**Exercise brief**
Transcribe everything in the biography of Edouard Wah from "- Born: Edouard" down to "during that era.".

**Page excerpt**

★ ★ ★ ★ ★ ★ ★

- Born: Edouard King Fong Wah 1938 Port-au-Prince, Haiti
- Died: September 30, 2003 (aged 64–65) Port-au-Prince, Haiti
- Known for: Painting

= Edouard Wah =

Haitian painter (1938–2003)

Edouard King Fong Wah (1938 in Port-au-Prince, Haiti - September 30, 2003 in Port-au-Prince, Haiti), better known as Edouard Wah, was a renowned Haitian painter.

==Early life==
Wah was born and raised in the country's capital city of Port-au-Prince. Wah was of mixed ancestry: his mother was Afro-Haitian and his father was a Chinese immigrant. At the age of seven, while attending one of the best parochial schools of the capital, he received his first formal instruction in perspective and anatomy. To further enhance his natural abilities, his father had him tutored by one of Haiti's premier art teachers during that era.

A few years later, Wah began utilizing mediums that he did not have much practice with before, notably oil on canvas and masonite. Early in his career, he deviated from his original "naif" style characteristic of Haitian art to experiment with classical era painting. After experimenting and subsequently mastering these styles, he ultimately settled for the modern eclectic style which he then identified himself with, despite the fact that it was introduced to him in the latter part of his artistic career.

==Years in Port-au-Prince==
In 1952, Wah and his younger brother Bernard studied at Foyer des Arts Plastiques school in Port-au-Prince, picking up new techniques with such Haitian experts as Petion Savain, Dieudonne Cedor, Wilson Jolicoeur, Luckner Lazard and many others. Aside from painting, Wah's other interests included acting, which he took up as a side job to his artistic career.

★ ★ ★ ★ ★ ★ ★

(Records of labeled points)
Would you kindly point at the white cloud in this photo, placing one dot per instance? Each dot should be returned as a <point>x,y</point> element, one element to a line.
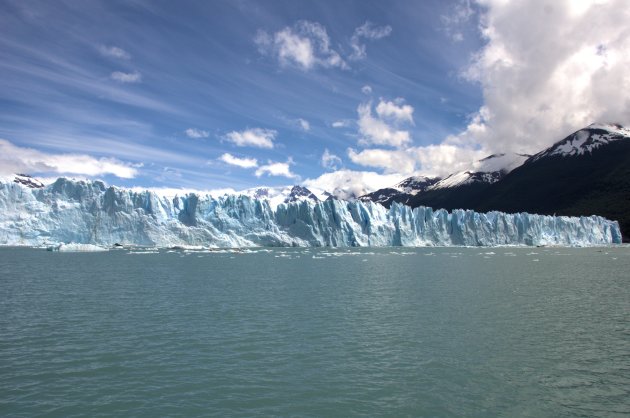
<point>256,137</point>
<point>366,31</point>
<point>377,131</point>
<point>306,45</point>
<point>396,110</point>
<point>343,123</point>
<point>121,77</point>
<point>16,159</point>
<point>196,133</point>
<point>391,161</point>
<point>114,52</point>
<point>330,161</point>
<point>444,159</point>
<point>304,125</point>
<point>346,184</point>
<point>239,162</point>
<point>277,169</point>
<point>453,22</point>
<point>548,69</point>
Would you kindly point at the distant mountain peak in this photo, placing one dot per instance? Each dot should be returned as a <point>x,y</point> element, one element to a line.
<point>585,141</point>
<point>28,181</point>
<point>300,193</point>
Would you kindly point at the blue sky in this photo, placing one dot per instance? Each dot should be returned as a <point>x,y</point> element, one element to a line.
<point>236,94</point>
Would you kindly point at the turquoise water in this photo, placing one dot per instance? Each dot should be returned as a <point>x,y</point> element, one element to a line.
<point>294,332</point>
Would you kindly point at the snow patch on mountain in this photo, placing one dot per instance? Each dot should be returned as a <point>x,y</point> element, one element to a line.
<point>585,141</point>
<point>488,170</point>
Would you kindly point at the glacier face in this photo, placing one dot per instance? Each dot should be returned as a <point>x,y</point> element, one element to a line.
<point>92,213</point>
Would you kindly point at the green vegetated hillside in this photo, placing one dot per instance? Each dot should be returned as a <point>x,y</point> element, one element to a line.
<point>596,183</point>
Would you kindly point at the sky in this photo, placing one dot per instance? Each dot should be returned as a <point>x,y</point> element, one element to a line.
<point>337,95</point>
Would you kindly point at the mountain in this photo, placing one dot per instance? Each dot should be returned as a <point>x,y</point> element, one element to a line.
<point>455,190</point>
<point>89,212</point>
<point>401,192</point>
<point>586,173</point>
<point>28,181</point>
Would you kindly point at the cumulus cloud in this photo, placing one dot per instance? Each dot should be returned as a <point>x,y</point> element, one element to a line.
<point>114,52</point>
<point>16,159</point>
<point>277,169</point>
<point>330,161</point>
<point>377,131</point>
<point>239,162</point>
<point>348,184</point>
<point>305,45</point>
<point>342,123</point>
<point>304,124</point>
<point>391,161</point>
<point>121,77</point>
<point>367,31</point>
<point>458,15</point>
<point>546,70</point>
<point>256,137</point>
<point>196,133</point>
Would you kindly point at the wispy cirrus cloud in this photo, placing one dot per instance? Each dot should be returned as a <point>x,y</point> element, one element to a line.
<point>16,159</point>
<point>367,31</point>
<point>255,137</point>
<point>114,52</point>
<point>196,133</point>
<point>122,77</point>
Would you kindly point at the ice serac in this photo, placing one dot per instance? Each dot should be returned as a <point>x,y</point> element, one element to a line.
<point>92,213</point>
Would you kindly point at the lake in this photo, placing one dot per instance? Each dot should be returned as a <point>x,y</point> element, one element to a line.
<point>476,332</point>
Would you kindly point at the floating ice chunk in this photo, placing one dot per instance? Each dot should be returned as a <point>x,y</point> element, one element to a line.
<point>77,248</point>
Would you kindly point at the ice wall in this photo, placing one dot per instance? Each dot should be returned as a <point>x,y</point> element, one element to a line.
<point>91,213</point>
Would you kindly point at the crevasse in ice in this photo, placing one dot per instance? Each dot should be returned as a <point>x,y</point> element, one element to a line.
<point>92,213</point>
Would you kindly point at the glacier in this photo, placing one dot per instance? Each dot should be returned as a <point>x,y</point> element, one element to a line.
<point>89,212</point>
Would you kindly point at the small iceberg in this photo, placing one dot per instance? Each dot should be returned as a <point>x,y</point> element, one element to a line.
<point>76,248</point>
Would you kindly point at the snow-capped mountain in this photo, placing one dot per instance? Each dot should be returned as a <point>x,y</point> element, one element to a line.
<point>586,173</point>
<point>401,192</point>
<point>585,141</point>
<point>28,181</point>
<point>486,171</point>
<point>92,213</point>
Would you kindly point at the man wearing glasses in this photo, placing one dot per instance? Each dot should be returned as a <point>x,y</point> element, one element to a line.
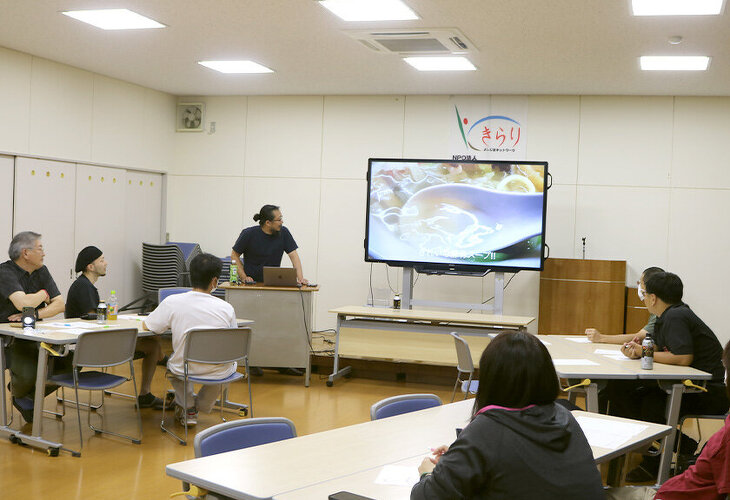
<point>264,245</point>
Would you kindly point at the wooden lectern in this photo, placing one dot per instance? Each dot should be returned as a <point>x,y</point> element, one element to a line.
<point>576,294</point>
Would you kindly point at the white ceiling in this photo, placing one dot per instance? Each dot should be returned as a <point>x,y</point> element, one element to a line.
<point>524,47</point>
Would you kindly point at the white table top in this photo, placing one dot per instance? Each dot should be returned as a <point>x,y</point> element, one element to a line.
<point>327,461</point>
<point>66,331</point>
<point>606,361</point>
<point>433,316</point>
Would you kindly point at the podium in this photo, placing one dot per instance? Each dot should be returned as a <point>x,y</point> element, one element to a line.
<point>282,328</point>
<point>576,294</point>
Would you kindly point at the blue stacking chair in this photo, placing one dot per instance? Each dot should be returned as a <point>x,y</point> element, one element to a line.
<point>405,403</point>
<point>101,349</point>
<point>163,293</point>
<point>212,346</point>
<point>239,434</point>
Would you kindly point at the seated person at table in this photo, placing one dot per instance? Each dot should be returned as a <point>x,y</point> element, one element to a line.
<point>26,282</point>
<point>596,336</point>
<point>83,297</point>
<point>183,312</point>
<point>709,477</point>
<point>681,338</point>
<point>519,443</point>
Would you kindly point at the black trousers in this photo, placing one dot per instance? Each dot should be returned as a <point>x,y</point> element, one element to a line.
<point>645,400</point>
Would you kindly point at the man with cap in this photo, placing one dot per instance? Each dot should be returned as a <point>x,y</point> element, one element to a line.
<point>83,297</point>
<point>26,282</point>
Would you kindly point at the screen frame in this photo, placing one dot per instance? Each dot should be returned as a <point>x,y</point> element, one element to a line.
<point>427,267</point>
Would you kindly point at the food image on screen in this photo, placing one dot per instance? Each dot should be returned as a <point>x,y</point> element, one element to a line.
<point>480,213</point>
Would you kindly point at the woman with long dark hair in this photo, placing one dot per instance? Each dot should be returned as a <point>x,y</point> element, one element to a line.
<point>520,443</point>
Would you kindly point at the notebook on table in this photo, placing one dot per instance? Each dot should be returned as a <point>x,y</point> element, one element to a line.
<point>280,276</point>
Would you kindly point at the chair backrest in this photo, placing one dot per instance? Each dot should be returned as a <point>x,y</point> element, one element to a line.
<point>245,433</point>
<point>465,363</point>
<point>101,348</point>
<point>217,345</point>
<point>163,293</point>
<point>405,403</point>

★ ★ ★ ★ ★ ★ ★

**Complete output**
- Born: Edouard King Fong Wah 1938 Port-au-Prince, Haiti
- Died: September 30, 2003 (aged 64–65) Port-au-Prince, Haiti
- Known for: Painting

= Edouard Wah =

Haitian painter (1938–2003)

Edouard King Fong Wah (1938 in Port-au-Prince, Haiti - September 30, 2003 in Port-au-Prince, Haiti), better known as Edouard Wah, was a renowned Haitian painter.

==Early life==
Wah was born and raised in the country's capital city of Port-au-Prince. Wah was of mixed ancestry: his mother was Afro-Haitian and his father was a Chinese immigrant. At the age of seven, while attending one of the best parochial schools of the capital, he received his first formal instruction in perspective and anatomy. To further enhance his natural abilities, his father had him tutored by one of Haiti's premier art teachers during that era.